TEXT BLOCK -
______

Since the end of the cold war, entitlement programs have been the largest component of government spending. We are now entitled through a wide variety of programs to medical care, education, housing, food, and numerous other things, all of which amount to a guaranteed income even if we don’t call it by that name.
We should recognize that as Americans we have always had entitlements. Our first constitutional document, the Declaration of Independence, asserts that as Americans we are entitled to life, liberty, and the pursuit of happiness. Any entitlement must involve a corresponding obligation or duty. It is impossible for one person to have an entitlement without someone else having a duty.
The Declaration’s entitlement to life, liberty, and the pursuit of happiness allows each of us to use our talents and our property however we choose, while at the same time it obligates each of us to forbear from violating the equal entitlements of our fellows. What should be noted about this obligation is that it is negative and not positive. We are obligated to avoid interfering with the equal rights of others, but we are not obligated to perform positive acts for their benefit. For instance, we would be entitled to use our talents and whatever capital we could raise to open and operate a school. We could properly expect other people to forbear from interfering with our right to do so. At the same time, we would be obligated not to violate other people’s equal entitlements. We could not forcibly prevent other people also from opening schools. Nor could we force them to attend our school or to contribute to its financial support.
Nowhere in the Declaration’s formulation does one person’s entitlement entail the performance of a positive duty by someone else. Herbert Hoover’s call for “a chicken in every pot” represents a very different form of entitlement. One person can be guaranteed a chicken only if someone else is obligated to provide it. This form of entitlement entails the imposition of a positive duty. This duty could take the direct form of being compelled to provide chickens for other people. But more realistically it would take the indirect form of being taxed to finance the purchase of chickens that subsequently are given to those other people. The outcome is the same in either case, with one person’s entitlement imposing positive duties on other people.
Today our public discourse emphasizes the entitlement over the duty. This surely gives an unbalanced tone to public perceptions of the issues. To frame a question in terms of how much income people should be guaranteed places the focus on competing notions of what constitutes an adequate income or standard of living. Some people might have a more expansive notion of adequacy than others.
This issue, however, could just as easily be framed in terms of duties. A guaranteed income is equivalent to a program of forced labor to make good on those guarantees. A public debate could well take place over how much forced labor should be imposed in the land of the free. To frame the issue in this manner would surely shift the terms of public discourse.

______

EXERCISE DESCRIPTION - Rewrite the passage on entitlements, starting at "We should recognize" and ending at "having a duty.", with "corresponding" changed to "matching".

______

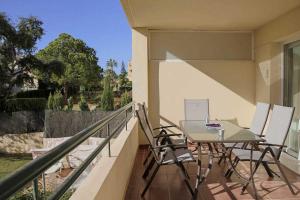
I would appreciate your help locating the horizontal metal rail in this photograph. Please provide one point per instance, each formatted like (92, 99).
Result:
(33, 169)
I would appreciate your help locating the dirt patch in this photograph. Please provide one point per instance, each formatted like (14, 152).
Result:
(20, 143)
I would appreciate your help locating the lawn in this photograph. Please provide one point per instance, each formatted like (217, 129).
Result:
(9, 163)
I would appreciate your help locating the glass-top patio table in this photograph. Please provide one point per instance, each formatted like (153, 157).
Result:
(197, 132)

______

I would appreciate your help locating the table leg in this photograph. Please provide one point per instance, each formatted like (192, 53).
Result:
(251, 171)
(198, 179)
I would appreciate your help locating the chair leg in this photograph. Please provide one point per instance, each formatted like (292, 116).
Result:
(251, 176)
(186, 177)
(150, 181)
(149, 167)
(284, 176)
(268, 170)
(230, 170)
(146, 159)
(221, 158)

______

REPLY -
We should recognize that as Americans we have always had entitlements. Our first constitutional document, the Declaration of Independence, asserts that as Americans we are entitled to life, liberty, and the pursuit of happiness. Any entitlement must involve a matching obligation or duty. It is impossible for one person to have an entitlement without someone else having a duty.